--- Aim ---
Write out everything from the line containing "# Provide the mask of every instance of the gray" down to the line containing "--target=gray roll-up garage door", both included, with each line kept the same.

[Rows excerpted from a collection]
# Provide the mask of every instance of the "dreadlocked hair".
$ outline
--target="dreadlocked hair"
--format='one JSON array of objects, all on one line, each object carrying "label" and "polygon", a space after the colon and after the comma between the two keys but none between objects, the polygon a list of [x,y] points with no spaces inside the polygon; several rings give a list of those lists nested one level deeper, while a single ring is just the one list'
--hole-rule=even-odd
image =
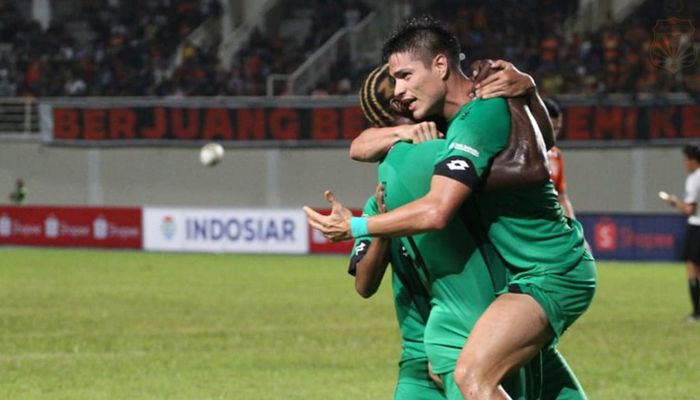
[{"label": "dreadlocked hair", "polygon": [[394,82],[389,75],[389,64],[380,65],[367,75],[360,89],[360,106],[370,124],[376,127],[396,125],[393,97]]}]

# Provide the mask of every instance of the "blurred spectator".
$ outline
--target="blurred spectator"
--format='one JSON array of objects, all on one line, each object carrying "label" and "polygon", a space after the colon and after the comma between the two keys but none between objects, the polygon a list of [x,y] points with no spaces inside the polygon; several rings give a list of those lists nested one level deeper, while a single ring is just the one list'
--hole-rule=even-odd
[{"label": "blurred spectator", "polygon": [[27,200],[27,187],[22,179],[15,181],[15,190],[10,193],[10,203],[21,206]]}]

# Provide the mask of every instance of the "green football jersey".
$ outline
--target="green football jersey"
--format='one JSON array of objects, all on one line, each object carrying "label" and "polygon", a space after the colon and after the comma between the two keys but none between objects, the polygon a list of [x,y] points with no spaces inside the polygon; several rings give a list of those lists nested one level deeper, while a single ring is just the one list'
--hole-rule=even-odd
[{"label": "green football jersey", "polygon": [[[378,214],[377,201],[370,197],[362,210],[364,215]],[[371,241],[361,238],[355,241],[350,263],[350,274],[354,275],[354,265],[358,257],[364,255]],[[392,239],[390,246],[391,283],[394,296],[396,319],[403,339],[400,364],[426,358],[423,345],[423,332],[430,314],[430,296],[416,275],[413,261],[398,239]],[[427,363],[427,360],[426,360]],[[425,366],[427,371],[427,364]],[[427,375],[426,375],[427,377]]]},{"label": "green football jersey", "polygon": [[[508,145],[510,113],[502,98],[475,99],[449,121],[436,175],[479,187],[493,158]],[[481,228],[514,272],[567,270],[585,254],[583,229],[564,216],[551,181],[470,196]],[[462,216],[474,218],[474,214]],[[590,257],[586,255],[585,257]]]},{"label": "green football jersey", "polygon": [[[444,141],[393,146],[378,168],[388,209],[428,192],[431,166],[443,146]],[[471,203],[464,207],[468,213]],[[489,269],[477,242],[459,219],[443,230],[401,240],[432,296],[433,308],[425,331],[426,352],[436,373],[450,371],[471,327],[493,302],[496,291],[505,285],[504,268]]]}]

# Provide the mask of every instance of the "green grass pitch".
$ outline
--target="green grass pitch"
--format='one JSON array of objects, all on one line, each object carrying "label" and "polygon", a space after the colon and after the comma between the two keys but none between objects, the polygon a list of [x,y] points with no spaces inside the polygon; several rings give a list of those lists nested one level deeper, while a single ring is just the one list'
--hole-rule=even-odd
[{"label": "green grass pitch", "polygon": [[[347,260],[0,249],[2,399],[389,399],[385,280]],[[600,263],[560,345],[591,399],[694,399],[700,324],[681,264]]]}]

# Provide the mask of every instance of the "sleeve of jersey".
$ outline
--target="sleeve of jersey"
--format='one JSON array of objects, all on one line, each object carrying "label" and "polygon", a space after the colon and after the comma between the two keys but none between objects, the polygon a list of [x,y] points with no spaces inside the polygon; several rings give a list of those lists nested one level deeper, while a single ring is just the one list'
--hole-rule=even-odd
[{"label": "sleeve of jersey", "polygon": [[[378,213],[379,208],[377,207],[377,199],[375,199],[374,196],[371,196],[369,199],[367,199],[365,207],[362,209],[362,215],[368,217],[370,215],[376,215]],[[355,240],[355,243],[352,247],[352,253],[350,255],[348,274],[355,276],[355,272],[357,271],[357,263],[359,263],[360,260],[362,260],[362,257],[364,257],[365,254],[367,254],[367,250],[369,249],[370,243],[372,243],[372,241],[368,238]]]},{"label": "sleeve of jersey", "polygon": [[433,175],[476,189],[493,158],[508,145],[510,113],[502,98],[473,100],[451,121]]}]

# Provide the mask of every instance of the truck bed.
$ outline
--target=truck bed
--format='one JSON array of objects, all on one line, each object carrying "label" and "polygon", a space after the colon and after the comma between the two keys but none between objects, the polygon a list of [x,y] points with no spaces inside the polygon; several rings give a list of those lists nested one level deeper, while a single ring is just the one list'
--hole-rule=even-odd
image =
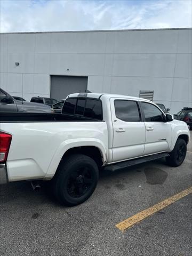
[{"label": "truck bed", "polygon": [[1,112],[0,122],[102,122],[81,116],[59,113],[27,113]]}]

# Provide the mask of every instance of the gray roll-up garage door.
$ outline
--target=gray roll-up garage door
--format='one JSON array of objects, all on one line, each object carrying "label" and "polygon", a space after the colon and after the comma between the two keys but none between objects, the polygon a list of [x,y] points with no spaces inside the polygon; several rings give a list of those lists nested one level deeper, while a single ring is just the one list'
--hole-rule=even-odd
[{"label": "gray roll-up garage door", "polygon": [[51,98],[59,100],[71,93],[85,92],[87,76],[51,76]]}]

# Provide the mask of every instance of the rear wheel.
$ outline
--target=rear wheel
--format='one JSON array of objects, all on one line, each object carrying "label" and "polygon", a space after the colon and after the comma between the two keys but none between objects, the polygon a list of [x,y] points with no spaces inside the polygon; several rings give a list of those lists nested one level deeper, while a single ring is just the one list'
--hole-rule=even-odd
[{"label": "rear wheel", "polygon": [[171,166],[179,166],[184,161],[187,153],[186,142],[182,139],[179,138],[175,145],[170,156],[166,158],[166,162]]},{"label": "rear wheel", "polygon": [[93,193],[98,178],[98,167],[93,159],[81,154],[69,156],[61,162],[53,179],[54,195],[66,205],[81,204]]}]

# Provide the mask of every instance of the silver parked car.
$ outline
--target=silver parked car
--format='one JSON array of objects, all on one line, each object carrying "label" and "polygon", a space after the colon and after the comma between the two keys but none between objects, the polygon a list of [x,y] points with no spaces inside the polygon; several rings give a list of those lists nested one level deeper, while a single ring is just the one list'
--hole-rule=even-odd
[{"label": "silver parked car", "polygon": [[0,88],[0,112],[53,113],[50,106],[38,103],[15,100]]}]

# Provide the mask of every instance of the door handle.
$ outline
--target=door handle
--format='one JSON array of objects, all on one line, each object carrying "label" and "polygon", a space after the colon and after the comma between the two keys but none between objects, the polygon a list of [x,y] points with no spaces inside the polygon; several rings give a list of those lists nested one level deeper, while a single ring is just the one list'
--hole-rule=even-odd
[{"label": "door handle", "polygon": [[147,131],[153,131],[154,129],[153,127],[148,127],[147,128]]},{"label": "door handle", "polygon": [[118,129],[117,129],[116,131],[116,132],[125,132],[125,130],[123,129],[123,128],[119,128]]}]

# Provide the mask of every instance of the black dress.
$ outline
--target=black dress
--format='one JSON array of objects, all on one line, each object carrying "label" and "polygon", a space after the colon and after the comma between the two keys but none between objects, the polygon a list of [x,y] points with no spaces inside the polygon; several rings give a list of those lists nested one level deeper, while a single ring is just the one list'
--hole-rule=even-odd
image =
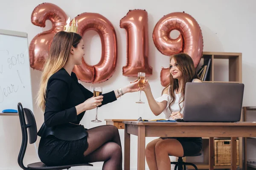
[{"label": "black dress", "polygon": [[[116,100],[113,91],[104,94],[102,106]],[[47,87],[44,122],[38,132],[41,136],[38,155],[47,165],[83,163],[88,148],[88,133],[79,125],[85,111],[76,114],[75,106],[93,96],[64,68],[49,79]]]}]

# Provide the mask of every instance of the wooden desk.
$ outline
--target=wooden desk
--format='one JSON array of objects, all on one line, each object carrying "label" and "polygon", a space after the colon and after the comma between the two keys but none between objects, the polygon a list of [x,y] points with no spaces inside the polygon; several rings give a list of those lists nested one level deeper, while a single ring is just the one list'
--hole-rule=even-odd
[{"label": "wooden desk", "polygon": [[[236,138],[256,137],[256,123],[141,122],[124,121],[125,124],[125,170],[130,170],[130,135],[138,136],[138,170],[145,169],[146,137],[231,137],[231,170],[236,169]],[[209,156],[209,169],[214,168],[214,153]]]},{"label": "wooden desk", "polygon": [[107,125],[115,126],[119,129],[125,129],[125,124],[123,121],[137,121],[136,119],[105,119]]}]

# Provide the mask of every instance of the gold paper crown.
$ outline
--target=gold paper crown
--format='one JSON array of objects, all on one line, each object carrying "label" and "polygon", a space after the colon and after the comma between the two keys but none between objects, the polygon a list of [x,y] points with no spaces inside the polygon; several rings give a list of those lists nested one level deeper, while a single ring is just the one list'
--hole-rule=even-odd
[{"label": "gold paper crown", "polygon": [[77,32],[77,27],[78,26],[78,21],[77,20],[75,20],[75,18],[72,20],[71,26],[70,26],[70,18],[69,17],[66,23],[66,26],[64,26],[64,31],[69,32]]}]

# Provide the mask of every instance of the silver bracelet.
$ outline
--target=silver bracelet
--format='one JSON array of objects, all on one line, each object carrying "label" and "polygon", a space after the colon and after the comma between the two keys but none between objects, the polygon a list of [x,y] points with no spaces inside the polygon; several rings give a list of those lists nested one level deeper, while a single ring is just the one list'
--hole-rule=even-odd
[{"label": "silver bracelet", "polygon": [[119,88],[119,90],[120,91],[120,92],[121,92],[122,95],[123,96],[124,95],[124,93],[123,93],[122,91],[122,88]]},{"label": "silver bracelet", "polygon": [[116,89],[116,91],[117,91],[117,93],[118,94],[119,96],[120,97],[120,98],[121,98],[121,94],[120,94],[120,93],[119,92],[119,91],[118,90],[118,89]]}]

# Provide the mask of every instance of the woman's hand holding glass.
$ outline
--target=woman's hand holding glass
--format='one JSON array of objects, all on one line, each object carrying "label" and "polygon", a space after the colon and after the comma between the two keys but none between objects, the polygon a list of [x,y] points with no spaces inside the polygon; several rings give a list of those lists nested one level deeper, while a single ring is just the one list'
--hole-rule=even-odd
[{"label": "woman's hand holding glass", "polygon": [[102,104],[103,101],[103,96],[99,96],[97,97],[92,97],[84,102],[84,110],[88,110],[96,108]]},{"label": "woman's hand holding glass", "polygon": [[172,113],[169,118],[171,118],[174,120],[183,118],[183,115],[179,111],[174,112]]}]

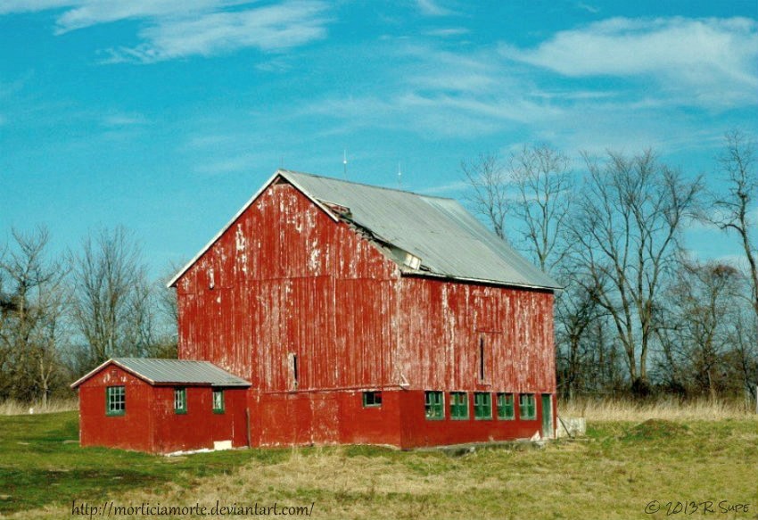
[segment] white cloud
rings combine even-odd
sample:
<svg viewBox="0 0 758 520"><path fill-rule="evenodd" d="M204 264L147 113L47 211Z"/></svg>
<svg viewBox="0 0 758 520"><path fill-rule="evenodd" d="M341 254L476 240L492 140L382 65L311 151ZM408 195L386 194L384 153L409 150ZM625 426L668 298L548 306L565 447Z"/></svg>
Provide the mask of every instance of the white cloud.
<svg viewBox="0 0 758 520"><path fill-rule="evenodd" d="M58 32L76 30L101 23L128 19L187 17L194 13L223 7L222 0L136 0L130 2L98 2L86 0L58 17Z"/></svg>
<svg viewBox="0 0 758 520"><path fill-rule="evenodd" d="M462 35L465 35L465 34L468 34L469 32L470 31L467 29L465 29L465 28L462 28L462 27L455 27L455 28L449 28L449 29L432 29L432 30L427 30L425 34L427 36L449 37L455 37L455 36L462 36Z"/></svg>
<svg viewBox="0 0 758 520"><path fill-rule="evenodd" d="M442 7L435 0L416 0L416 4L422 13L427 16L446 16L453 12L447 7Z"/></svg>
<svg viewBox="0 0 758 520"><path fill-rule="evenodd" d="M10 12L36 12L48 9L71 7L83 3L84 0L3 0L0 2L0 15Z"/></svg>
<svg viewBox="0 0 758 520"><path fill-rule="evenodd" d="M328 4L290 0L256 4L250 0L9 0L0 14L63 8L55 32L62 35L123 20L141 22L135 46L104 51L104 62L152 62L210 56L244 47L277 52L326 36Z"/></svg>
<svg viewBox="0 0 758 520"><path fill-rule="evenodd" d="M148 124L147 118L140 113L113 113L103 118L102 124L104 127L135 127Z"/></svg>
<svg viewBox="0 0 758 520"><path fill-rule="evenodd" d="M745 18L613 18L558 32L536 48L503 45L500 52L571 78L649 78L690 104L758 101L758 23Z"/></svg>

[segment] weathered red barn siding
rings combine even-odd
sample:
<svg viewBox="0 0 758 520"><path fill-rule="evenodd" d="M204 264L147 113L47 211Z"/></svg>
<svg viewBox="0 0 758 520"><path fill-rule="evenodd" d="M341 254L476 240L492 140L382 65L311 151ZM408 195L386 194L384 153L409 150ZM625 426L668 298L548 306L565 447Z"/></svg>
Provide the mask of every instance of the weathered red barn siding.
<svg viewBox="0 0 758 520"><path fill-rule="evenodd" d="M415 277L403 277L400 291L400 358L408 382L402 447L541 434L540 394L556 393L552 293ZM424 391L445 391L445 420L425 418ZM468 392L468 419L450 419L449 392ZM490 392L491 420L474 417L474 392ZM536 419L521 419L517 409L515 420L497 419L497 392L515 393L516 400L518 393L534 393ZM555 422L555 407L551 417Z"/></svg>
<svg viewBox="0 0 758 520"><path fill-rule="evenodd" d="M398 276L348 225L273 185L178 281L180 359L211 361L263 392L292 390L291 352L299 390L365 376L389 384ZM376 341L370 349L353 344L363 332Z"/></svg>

--- Worked answer ---
# Provide the mask of every instance of the gray roll-up garage door.
$ outline
--target=gray roll-up garage door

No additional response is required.